§ **Data drawn from a collection**
╭──

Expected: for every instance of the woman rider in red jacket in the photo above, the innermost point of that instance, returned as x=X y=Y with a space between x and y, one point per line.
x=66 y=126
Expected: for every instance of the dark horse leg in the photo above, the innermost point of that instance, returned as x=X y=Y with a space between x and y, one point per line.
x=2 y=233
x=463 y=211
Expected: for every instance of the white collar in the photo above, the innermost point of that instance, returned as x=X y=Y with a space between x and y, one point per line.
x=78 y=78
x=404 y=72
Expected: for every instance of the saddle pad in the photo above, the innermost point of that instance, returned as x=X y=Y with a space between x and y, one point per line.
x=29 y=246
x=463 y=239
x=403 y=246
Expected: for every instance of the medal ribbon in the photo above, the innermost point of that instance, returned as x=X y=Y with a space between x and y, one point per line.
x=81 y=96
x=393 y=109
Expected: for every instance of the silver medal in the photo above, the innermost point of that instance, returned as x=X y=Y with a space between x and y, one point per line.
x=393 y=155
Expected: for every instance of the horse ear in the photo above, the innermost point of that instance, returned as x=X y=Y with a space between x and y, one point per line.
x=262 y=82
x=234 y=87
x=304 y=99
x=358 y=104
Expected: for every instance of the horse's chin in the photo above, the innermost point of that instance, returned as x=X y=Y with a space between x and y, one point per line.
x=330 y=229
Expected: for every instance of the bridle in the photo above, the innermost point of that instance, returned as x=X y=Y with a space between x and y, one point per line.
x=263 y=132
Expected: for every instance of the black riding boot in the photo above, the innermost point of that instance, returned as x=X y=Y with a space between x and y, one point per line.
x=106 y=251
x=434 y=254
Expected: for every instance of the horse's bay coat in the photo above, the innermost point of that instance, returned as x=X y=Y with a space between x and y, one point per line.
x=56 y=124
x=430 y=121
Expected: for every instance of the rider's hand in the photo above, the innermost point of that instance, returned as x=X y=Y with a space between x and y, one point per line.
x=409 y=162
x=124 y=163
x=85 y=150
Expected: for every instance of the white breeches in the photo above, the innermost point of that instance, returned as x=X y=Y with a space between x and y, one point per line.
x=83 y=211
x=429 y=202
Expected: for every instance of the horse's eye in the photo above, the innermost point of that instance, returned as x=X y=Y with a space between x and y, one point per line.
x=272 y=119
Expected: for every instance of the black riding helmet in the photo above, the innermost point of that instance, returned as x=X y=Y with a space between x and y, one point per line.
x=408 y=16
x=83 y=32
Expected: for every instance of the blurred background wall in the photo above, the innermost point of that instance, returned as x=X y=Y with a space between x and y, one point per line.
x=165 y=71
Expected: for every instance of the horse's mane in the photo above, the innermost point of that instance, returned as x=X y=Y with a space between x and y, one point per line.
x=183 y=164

╰──

Rewrite every line of the records above, putting "most central point" wherever "innermost point" occurs and leaving everything else as it is.

Expected: for every instance of the woman rider in red jacket in the photo above, the most central point of that instance, returned as x=X y=Y with a space between x and y, one point per line.
x=66 y=126
Expected: for every instance of the dark horse leg in the photo above, the most central point of that instance, returned as x=X y=Y with a space between x and y, one point per line.
x=2 y=233
x=463 y=211
Expected: for every instance of the white collar in the photo above, the most central point of that instance, returned as x=X y=Y with a space between x and y, one point per line.
x=78 y=78
x=404 y=72
Expected: for every instance of the saddle pad in the photo above, the most central point of that instance, returned as x=X y=Y with a space between x and y, one point per line.
x=29 y=246
x=463 y=239
x=403 y=246
Expected: for every instance of the medal ribbon in the photo above, the most central point of that instance, returned as x=X y=Y with a space between x and y, one point per line.
x=81 y=96
x=393 y=109
Expected: for every instance of the silver medal in the photo above, the most central point of that instance, returned as x=X y=Y with a space between x and y, one point per line.
x=393 y=155
Expected: for every instance of the horse ear in the photo above, the most central point of that instance, returned as x=X y=Y with a space between x and y, one point per line.
x=262 y=82
x=234 y=87
x=304 y=99
x=358 y=104
Expected: for every instance of the horse's chin in the photo above, the most central point of that instance, returned as x=X y=Y with a space between x and y, one point per line.
x=330 y=229
Expected: for every instance of the bridle in the photo above, the most central point of that instance, returned as x=X y=Y with a space between x and y, one point per line.
x=263 y=132
Expected: for every instance of the black riding boot in the photo above, the most central point of that instance, returned as x=X y=Y with a space between x and y, one point per line.
x=106 y=251
x=434 y=254
Expected: for every instance of the horse's bay coat in the photo above, the most central point of that instance, returned as x=X y=Y with a space between x and y, one point per line.
x=56 y=124
x=430 y=121
Expected: for every instance of the rider's hand in the photo above, the most central point of that instance, returned as x=X y=Y with a space between x and y, one point per line.
x=409 y=162
x=124 y=163
x=85 y=150
Expected: for every instance of the white breeches in the photo above, the most central point of that instance, returned as x=X y=Y with a space between x and y, one point per line.
x=83 y=211
x=429 y=202
Expected: for every instance of the horse's eye in the photo above, the most central point of that instance, returned as x=X y=Y with a space between x and y, one point per line.
x=272 y=119
Expected: for every instance of the black riding helmet in the photo above, the most central point of that instance, returned as x=X y=Y with a space between x and y, one point per line.
x=408 y=16
x=83 y=32
Expected: for every instance of the blurred background wall in the photo above, the most central point of that instance, returned as x=X y=Y with a space between x and y, one point per line.
x=165 y=71
Expected: for every instance of the horse's mane in the photo above, the most central point of that instance, returned as x=X y=Y with a space between x and y, one point per line.
x=183 y=164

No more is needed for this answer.